▸ **Requirement**: Only the text carries over: repeat the records exactly and drop the images.

Stored items
────────────────
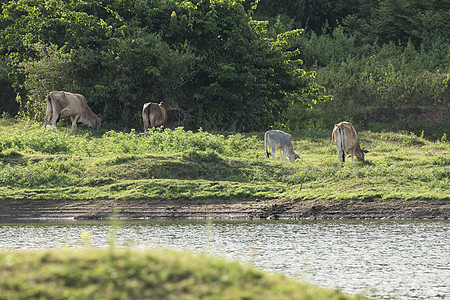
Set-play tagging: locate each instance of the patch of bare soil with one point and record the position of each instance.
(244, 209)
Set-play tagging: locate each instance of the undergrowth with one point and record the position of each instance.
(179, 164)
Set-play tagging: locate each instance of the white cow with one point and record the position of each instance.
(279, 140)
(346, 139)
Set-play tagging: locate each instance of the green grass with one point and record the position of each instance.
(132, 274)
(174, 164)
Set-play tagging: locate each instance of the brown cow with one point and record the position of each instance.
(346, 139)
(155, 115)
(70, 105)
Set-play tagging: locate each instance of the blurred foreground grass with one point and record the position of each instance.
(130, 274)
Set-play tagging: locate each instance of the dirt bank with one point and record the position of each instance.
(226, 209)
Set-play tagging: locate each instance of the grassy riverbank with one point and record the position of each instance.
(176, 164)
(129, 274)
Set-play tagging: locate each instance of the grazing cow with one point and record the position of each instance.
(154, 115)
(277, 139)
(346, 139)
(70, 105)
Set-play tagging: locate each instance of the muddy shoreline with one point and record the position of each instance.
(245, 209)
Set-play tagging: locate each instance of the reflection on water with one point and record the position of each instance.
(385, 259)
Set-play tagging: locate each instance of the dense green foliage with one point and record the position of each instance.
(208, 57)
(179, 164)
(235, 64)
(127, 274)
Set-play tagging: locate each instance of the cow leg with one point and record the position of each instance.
────────────────
▸ **Result for this exercise**:
Set-play tagging: locate each instance of the patch of bare soil with one point and record the position of each instance.
(244, 209)
Set-play tagging: locate each instance of the undergrowth with one point and record the position of each instance.
(179, 164)
Set-play tagging: locate each instance of the white cow with one point and record the position of each instance.
(279, 140)
(346, 139)
Set-play tagging: locate each instance of the green grass with one point and record the position of each instance.
(132, 274)
(174, 164)
Set-play tagging: locate each instance of the brown cow with one point and record the position of each instance.
(346, 139)
(155, 115)
(70, 105)
Set-play tagging: locate each instance of the blurred foreground grass with one point and record the position of each instance.
(130, 274)
Set-play tagging: locate each instance of the dirt bank with one point and record the position of each instance.
(226, 209)
Set-play tagging: locate each instance of the grassy riverbank with one point and record the position of each instance.
(176, 164)
(129, 274)
Set-play tagging: locate each instance of the grazing cow with one point and record the position of each instance.
(154, 115)
(277, 139)
(346, 139)
(70, 105)
Set-play tagging: locate each instance of the muddy shoreline with one point and record the position of each instance.
(245, 209)
Set-play tagging: locate each instance of the reflection on water with one point and record the position of each instance.
(385, 259)
Set-play tagging: locate each instance of the dense green foliage with one point and record the position of each instance.
(208, 57)
(179, 164)
(235, 64)
(127, 274)
Set-play tagging: locate each instance of the cow leg with one point and record the position of each instance.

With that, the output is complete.